- Exercise aim -
Give the records below again, exactly as they appear.

Input records below:

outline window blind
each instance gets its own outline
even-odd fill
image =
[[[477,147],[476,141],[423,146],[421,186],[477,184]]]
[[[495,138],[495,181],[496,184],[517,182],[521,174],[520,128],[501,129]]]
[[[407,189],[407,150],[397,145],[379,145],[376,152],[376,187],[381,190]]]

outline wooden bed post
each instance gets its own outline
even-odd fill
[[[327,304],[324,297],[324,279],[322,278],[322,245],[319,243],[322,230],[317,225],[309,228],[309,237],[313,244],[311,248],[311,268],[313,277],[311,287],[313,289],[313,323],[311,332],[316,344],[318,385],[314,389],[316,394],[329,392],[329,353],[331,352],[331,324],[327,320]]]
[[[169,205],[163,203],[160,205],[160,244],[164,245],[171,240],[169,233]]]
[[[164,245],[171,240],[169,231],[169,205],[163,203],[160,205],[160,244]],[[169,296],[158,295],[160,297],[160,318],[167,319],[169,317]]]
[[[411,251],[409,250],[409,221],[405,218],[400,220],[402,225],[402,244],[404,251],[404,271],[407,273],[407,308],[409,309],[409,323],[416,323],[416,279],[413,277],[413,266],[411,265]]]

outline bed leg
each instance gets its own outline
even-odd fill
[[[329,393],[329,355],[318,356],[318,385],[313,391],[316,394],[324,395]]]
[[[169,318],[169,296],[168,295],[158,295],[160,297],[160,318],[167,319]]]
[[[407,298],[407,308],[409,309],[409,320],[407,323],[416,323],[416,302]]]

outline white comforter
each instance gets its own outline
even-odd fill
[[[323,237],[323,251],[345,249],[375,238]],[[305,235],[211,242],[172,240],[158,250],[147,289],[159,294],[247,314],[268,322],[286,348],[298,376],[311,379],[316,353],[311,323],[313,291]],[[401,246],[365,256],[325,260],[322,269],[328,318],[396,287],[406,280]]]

End of Input records.

- Written answer -
outline window blind
each instance gets its own outline
even-odd fill
image =
[[[477,147],[476,141],[423,146],[421,186],[477,184]]]
[[[495,138],[495,181],[496,184],[517,182],[521,174],[520,128],[501,129]]]
[[[407,189],[407,150],[397,145],[379,145],[376,152],[376,187],[381,190]]]

outline wooden bed post
each instance gets its own outline
even-odd fill
[[[327,304],[324,297],[324,279],[322,278],[322,245],[319,243],[322,230],[317,225],[309,228],[309,237],[313,244],[311,248],[311,268],[313,277],[311,287],[313,289],[313,323],[311,332],[316,344],[318,385],[314,389],[316,394],[329,392],[329,353],[331,352],[331,324],[327,320]]]
[[[169,205],[163,203],[160,205],[160,244],[164,245],[171,240],[169,233]]]
[[[164,245],[171,240],[169,231],[169,205],[163,203],[160,205],[160,244]],[[169,296],[158,295],[160,297],[160,318],[167,319],[169,317]]]
[[[411,251],[409,250],[409,221],[405,218],[400,220],[402,225],[402,244],[404,251],[404,271],[407,273],[407,308],[409,309],[409,323],[416,323],[416,279],[413,277],[413,266],[411,265]]]

outline bed leg
each instance gets its own outline
even-odd fill
[[[329,393],[329,355],[318,356],[318,385],[313,391],[316,394],[324,395]]]
[[[169,318],[169,296],[168,295],[158,295],[160,297],[160,318],[167,319]]]
[[[407,298],[407,308],[409,309],[409,320],[407,323],[416,323],[416,302]]]

outline white comforter
each instance gets its own outline
even-odd fill
[[[323,237],[323,251],[345,249],[375,238]],[[305,235],[211,242],[172,240],[158,250],[147,289],[159,294],[247,314],[268,322],[286,348],[298,376],[311,379],[316,353],[311,323],[313,291]],[[401,246],[365,256],[325,260],[322,269],[328,318],[396,287],[406,280]]]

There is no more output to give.